A Ética das Virtudes de Aristóteles e o Dever Moral de Kant em Diálogo

Texto escrito com colaboração de Renata Biana da Silva

A ética é um dos campos mais antigos da filosofia, envolvendo questões sobre o que é moralmente certo ou errado, como devemos viver e o que constitui uma vida boa. Ao longo da história, diferentes sistemas éticos surgiram para tentar responder a essas questões, sendo Aristóteles e Immanuel Kant dois grandes representantes dessa tradição filosófica. A princípio, suas éticas parecem divergentes: a ética de Aristóteles, teleológica, está focada na busca da eudaimonia (felicidade) através do desenvolvimento das virtudes; enquanto a ética de Kant, deontológica, baseia-se no cumprimento do dever moral.

Contudo, este ensaio propõe que, apesar das diferenças óbvias, a ética kantiana pode ser compreendida como uma reformulação ou retomada de princípios aristotélicos fundamentais. Através de uma análise comparativa de temas como o papel da razão, o conceito de fim último, a relação entre virtude e dever, e a conexão entre felicidade e moralidade, é possível concluir que a ética de Kant, em seu cerne, preserva e desenvolve aspectos centrais da ética de Aristóteles.

I. A Ética Aristotélica: Virtude e Eudaimonia

Aristóteles, em sua Ética a Nicômaco, propõe que todas as ações humanas visam a algum bem. Ele começa com a famosa afirmação de que “todo ofício e toda investigação, bem como toda ação e escolha, parecem tender a algum bem” (Aristóteles, 1998). O bem supremo, aquele que todos buscam por si mesmo, é a eudaimonia, frequentemente traduzida como “felicidade” ou “florescimento humano”. A eudaimonia, para Aristóteles, é o fim último da vida humana, e a maneira de alcançá-la é por meio da prática das virtudes.

-- Tarefas a realizar --
1. Transcreva, do ensaio sobre Aristóteles e Kant, o trecho que começa com as palavras "A Ética das" e termina com "do dever moral.".
2. Prossiga com o ensaio sobre a ética de Aristóteles e Kant a partir do ponto em que ele para.
Os registros não têm relação nenhuma com o que se pede aqui.

-- Registros fornecidos --
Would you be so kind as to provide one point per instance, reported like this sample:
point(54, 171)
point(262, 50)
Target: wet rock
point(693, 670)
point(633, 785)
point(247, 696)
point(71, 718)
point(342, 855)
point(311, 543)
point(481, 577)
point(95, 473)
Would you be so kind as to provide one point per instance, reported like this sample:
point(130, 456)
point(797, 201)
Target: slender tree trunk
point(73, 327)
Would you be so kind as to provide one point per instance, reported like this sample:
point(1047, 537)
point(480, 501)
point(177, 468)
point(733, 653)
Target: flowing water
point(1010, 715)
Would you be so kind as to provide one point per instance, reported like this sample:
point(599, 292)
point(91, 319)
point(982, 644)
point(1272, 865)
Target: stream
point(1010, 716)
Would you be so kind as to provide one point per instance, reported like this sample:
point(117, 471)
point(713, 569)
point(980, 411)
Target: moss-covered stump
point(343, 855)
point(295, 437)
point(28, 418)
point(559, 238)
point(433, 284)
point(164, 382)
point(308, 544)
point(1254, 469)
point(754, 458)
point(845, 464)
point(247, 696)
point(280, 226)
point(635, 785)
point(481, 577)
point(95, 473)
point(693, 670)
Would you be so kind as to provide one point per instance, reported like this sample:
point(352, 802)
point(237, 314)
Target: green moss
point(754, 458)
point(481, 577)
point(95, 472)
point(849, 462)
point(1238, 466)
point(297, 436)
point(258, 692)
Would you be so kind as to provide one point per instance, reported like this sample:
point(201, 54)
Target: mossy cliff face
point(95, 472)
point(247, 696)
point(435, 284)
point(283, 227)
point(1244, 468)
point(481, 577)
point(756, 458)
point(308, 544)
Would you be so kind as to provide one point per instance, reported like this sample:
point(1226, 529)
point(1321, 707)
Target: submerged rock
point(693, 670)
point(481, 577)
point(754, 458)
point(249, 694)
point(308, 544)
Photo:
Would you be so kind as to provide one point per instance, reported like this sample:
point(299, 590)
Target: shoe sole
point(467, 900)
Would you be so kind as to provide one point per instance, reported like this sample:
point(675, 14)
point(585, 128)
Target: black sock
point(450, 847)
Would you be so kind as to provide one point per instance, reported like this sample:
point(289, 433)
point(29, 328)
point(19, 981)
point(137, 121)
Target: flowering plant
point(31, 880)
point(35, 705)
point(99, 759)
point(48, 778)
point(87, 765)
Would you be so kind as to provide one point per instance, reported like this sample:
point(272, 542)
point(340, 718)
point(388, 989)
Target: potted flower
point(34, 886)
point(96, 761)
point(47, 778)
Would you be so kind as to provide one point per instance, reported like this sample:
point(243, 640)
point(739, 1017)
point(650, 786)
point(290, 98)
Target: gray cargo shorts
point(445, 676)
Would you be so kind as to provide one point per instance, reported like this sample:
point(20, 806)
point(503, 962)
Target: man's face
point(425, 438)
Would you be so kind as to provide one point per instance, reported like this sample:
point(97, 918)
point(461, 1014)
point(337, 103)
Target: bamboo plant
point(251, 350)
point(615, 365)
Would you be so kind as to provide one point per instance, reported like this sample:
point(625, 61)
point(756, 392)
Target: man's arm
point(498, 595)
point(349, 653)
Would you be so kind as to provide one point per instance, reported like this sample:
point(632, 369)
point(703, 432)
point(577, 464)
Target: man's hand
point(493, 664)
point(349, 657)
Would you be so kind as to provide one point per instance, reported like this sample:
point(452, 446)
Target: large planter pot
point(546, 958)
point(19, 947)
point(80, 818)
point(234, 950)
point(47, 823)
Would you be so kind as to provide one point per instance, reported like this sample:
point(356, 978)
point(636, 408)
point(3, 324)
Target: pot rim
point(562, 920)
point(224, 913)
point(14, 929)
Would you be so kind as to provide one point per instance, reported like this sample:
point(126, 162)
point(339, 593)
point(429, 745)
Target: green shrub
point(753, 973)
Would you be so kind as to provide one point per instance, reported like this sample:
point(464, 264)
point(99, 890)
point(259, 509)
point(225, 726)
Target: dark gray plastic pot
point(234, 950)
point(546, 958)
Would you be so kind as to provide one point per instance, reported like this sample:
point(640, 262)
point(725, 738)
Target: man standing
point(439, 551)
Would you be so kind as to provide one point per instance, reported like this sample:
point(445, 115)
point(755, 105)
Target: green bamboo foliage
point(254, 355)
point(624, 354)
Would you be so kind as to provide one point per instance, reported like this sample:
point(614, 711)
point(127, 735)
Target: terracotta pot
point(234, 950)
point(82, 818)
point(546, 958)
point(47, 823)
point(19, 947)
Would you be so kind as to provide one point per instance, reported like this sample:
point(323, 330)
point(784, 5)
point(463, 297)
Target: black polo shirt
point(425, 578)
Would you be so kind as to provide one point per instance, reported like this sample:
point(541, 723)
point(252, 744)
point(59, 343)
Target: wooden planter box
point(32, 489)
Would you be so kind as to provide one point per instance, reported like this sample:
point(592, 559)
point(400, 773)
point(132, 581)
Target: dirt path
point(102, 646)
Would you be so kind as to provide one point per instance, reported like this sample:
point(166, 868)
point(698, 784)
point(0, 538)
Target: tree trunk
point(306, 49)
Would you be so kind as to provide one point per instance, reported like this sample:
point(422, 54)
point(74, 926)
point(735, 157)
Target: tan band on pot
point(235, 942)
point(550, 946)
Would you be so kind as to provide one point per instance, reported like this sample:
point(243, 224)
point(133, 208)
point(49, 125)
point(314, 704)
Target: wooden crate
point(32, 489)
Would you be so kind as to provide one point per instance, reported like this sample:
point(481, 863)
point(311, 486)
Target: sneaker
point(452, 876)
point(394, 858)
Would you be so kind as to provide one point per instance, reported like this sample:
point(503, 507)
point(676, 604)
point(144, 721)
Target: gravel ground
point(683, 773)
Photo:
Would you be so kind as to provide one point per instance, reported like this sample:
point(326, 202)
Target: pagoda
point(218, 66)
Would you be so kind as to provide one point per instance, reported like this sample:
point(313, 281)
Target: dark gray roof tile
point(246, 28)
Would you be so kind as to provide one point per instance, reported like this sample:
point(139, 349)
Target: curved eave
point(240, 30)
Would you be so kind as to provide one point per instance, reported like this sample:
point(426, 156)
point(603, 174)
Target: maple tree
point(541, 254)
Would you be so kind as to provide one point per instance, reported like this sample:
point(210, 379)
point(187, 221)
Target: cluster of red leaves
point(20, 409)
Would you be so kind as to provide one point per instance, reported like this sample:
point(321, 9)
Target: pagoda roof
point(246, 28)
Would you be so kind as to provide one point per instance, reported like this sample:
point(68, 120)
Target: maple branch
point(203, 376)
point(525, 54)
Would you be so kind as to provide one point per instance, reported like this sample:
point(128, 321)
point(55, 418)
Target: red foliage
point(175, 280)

-- Respostas às tarefas --
1.
A Ética das Virtudes de Aristóteles e o Dever Moral de Kant em Diálogo

Texto escrito com colaboração de Renata Biana da Silva

A ética é um dos campos mais antigos da filosofia, envolvendo questões sobre o que é moralmente certo ou errado, como devemos viver e o que constitui uma vida boa. Ao longo da história, diferentes sistemas éticos surgiram para tentar responder a essas questões, sendo Aristóteles e Immanuel Kant dois grandes representantes dessa tradição filosófica. A princípio, suas éticas parecem divergentes: a ética de Aristóteles, teleológica, está focada na busca da eudaimonia (felicidade) através do desenvolvimento das virtudes; enquanto a ética de Kant, deontológica, baseia-se no cumprimento do dever moral.

2.
As virtudes, para Aristóteles, são disposições de caráter que nos permitem agir de acordo com a razão. Ele descreve as virtudes como um “meio-termo” entre dois extremos: o da deficiência e o do excesso. Por exemplo, a coragem é a virtude que se encontra entre a covardia (deficiência) e a temeridade (excesso). Essa ideia de virtude como um equilíbrio ou moderação é central para a ética aristotélica.

Outro aspecto importante da ética aristotélica é o papel da razão. Aristóteles argumenta que o ser humano é, por natureza, um ser racional, e que a vida boa para o homem é aquela vivida de acordo com a razão. Ele afirma que “a função própria do homem consiste em uma atividade da alma que esteja de acordo com a razão” (Aristóteles, 1998). Portanto, a virtude é a excelência da razão, e a vida virtuosa é aquela em que a razão governa as ações e paixões do indivíduo.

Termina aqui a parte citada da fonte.